WORK TO COMPLETE:
[1] Please write out the passage of the Omaha Fashion Week article from "Did you know" to "antisemitic hate symbol.".
[2] How many lines of the listing contain the word "woman"? Give only the number.

Did you know that Omaha, Nebraska has a Fashion Week? Me neither. Unfortunately, “The Midwest’s Premier Fashion Event,” as the event has called itself, is now receiving national attention because of a garment that some say features an antisemitic hate symbol.
At some point during the OFW Spring 2025 presentations that were held between February 27 and March 1, designer Kelli Molczyk showed a jacket from her collection which appeared to have a swastika design on the back. Since the event, Molczyk took to Instagram to clarify that the symbol was “an antique pinwheel quilt remnant” from a quilt she bought at “a well-known store” in Central Nebraska. “At no point did I believe the pinwheel pattern represented or depicted a swastika, nor was it ever my intent to design the outfit with a swastika,” Molcyzk wrote in the caption of an Instagram post she made today. “I have never been a part of a hate organization, and I condemn, in the strongest terms, the swastika and any form of hate speech or conduct. To associate me with any such acts of hate or hate groups is reprehensible and defamatory.”

INPUT RECORDS:
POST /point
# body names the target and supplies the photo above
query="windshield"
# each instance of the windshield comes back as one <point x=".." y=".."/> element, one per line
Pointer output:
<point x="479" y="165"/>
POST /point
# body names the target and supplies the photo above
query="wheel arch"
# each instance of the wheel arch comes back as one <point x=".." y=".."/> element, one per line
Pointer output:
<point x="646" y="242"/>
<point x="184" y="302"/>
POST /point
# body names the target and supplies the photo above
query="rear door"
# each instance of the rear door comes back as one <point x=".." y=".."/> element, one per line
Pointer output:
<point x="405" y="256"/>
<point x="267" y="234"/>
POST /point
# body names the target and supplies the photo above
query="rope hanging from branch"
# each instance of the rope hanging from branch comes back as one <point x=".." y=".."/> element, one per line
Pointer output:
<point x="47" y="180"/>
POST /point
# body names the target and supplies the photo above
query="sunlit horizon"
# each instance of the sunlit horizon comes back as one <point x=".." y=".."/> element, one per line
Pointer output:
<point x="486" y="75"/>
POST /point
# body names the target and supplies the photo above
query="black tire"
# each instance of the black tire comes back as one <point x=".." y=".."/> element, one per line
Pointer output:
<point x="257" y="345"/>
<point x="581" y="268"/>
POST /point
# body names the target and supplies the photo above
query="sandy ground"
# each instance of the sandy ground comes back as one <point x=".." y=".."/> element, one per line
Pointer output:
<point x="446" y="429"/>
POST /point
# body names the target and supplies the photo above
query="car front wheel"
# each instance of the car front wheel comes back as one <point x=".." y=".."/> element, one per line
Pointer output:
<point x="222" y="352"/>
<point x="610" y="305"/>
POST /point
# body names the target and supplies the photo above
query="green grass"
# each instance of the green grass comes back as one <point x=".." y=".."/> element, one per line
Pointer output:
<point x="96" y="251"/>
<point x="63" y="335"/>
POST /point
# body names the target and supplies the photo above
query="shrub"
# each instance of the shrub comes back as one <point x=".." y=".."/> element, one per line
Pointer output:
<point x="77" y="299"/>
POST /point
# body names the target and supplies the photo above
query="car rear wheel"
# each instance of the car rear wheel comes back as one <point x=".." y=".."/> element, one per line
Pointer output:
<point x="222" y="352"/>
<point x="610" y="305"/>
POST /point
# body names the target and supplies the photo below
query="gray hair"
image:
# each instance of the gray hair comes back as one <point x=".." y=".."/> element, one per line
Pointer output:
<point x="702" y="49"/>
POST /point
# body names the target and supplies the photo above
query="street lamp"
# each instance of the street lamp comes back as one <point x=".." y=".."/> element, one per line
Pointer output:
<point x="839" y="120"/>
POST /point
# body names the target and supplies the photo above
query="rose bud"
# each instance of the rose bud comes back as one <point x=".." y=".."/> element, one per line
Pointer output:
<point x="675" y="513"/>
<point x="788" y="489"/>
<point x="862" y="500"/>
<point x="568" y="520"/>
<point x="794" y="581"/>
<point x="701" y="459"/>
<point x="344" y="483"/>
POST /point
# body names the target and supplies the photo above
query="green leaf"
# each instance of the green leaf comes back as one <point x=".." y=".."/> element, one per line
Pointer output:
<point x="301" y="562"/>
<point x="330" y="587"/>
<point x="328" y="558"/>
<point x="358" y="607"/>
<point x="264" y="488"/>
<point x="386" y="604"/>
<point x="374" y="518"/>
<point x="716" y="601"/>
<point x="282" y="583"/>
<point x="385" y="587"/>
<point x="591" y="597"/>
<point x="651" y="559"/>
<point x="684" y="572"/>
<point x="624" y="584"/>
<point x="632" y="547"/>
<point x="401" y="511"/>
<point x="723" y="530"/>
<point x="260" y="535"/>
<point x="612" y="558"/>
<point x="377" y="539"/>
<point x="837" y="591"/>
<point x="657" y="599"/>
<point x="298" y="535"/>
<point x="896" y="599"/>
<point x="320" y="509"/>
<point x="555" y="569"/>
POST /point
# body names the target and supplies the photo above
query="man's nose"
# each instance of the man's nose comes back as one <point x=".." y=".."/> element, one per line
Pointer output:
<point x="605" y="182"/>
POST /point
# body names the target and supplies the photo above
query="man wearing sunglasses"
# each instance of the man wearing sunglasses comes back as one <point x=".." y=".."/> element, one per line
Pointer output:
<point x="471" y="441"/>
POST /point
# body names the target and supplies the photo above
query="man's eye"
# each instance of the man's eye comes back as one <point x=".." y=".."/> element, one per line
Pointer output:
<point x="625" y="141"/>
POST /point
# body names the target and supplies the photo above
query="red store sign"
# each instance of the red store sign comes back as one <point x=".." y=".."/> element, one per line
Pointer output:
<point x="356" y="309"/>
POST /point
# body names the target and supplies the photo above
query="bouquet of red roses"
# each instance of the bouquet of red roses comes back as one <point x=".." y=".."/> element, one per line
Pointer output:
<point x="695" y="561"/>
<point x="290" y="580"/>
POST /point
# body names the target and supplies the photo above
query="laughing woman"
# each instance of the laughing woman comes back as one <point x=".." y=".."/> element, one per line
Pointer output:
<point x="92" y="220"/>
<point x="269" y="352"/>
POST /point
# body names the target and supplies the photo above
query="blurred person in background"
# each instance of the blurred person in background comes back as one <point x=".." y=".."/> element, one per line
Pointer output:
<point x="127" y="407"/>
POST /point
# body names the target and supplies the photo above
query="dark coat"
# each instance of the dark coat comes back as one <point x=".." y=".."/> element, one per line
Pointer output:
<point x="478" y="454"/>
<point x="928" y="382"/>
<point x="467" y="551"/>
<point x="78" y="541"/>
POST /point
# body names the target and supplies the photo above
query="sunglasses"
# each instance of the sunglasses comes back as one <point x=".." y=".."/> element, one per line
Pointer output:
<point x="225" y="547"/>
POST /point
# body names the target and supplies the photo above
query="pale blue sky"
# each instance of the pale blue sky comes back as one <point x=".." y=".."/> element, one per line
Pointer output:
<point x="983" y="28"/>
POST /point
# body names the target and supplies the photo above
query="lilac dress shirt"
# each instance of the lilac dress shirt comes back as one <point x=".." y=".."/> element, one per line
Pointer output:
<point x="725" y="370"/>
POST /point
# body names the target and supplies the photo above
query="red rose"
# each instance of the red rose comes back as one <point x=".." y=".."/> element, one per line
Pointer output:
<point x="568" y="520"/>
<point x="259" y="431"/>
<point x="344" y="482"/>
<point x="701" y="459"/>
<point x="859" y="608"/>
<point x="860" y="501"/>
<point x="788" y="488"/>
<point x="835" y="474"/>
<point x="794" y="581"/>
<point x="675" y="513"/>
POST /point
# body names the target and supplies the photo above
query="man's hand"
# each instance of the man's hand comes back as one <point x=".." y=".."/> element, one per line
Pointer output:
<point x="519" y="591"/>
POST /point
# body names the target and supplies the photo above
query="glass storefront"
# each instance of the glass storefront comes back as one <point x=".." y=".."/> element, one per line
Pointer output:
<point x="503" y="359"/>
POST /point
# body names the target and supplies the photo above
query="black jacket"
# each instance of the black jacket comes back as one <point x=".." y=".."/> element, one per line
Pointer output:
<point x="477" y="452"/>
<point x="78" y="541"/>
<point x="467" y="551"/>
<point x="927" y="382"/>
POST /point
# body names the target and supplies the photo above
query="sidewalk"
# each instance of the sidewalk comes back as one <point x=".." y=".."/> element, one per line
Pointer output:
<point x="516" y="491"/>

TASK RESPONSES:
[1]
Did you know that Omaha, Nebraska has a Fashion Week? Me neither. Unfortunately, “The Midwest’s Premier Fashion Event,” as the event has called itself, is now receiving national attention because of a garment that some say features an antisemitic hate symbol.

[2] 2